**TASKS TO CARRY OUT**
(A) What goal does the school food waste audit passage give for the U.S. Department of Agriculture?
(B) Retype the school food waste audit passage, everything from "The Power of" down to "you care about.".
(C) Write what comes next in the school food waste audit passage, picking up after its final sentence.

**EXCERPTED PASSAGE**
-- begin --

The Power of Postconsumer School Food Waste Audits
I am sure many of you do not want to hear the word “audit” now that tax season is over, but the type of audit I am going to write about can be fun and enlightening. A food waste audit can help any organization better understand how much food, which types of food, and why certain foods are being thrown away in their operation. Waste reduction strategies derived from this data can help organizations save money and increase customer satisfaction. It is almost like getting a nice big tax return and spending it on someone you care about.
One of the best places to conduct a post-consumer food waste audit is in K-12 schools. Audit organizers can involve student volunteers and incorporate the activities into the math and science curriculum. In addition, student volunteers and participants can learn about the societal and environmental impacts that food waste can have on their community and world. In a survey by John Hopkins University, only 24 percent of survey respondents said that they were very knowledgeable about reducing wasted food (Neff et al., 2015). If we are to sustain the food waste reduction movement and reach the U.S. Department of Agriculture’s goal of reducing food waste by 50 percent by the year 2030, we have to motivate younger generations to take up this mission and help us change their peers’ perceptions about food waste.

-- end --

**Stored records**

-- begin --

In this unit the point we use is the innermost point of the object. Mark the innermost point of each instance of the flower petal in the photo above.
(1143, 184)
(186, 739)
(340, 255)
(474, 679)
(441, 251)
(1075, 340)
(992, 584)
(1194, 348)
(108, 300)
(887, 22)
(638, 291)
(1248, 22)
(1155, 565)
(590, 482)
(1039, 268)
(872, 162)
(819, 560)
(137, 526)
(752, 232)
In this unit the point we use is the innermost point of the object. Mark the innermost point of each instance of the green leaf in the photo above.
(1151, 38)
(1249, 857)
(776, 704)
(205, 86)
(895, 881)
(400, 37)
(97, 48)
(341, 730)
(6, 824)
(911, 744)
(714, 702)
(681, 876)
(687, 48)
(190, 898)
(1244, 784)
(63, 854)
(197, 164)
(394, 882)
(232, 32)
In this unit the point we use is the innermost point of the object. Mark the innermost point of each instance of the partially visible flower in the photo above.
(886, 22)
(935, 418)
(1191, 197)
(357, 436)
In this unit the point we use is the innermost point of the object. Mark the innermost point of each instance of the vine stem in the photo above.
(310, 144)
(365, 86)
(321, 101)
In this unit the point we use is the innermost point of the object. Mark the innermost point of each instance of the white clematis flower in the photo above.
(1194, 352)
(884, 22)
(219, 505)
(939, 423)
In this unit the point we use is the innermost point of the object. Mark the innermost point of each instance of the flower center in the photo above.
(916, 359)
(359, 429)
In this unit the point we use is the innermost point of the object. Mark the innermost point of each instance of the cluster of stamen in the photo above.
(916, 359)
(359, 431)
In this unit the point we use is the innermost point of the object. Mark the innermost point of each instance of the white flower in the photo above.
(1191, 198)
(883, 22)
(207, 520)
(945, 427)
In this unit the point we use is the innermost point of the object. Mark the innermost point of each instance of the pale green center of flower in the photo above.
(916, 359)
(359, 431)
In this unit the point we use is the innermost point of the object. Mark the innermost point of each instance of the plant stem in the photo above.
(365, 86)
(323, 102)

-- end --

**OUTPUTS BY TASK**
(A) To reduce food waste by 50 percent by the year 2030.

(B)
The Power of Postconsumer School Food Waste Audits
I am sure many of you do not want to hear the word “audit” now that tax season is over, but the type of audit I am going to write about can be fun and enlightening. A food waste audit can help any organization better understand how much food, which types of food, and why certain foods are being thrown away in their operation. Waste reduction strategies derived from this data can help organizations save money and increase customer satisfaction. It is almost like getting a nice big tax return and spending it on someone you care about.

(C)
Melissa Terry, M.P.A. graduate student and K12 food policy researcher at the University of Arkansas, has organized and conducted food waste audits in several elementary schools. In organizing some of her first audits, she created a technical advisory group of school nutrition staff and county environmental professionals. Stephen Sturdivant, the Environmental Protection Agency (EPA) representative in her region, is also a member of the group. Sturdivant works on EPA’s Food Recovery Challenge (EPA, 2016), which helps organizations such as schools collect food waste data and then implement waste reduction strategies. Both Terry and Sturdivant recommend student involvement in facilitating the data collection during the audits, as well as interviewing their fellow students as they move through the audit stations.
“Knowing what is being thrown out is one thing, but knowing why that food was being thrown out to begin with can really help a school implement a relevant waste reduction strategy. That is why I feel it is important to hear from the students themselves on why they are not finishing particular entrées and food items,” said Sturdivant. (Personal communication, Stephen Sturdivant, Environmental Engineer, U.S. Enviromental Protection Agency, May 19, 2016.) However, interviewing students as they go through the audit station may be more appropriate at higher grade levels. It may not be feasible in elementary schools where students need to be escorted to their next class.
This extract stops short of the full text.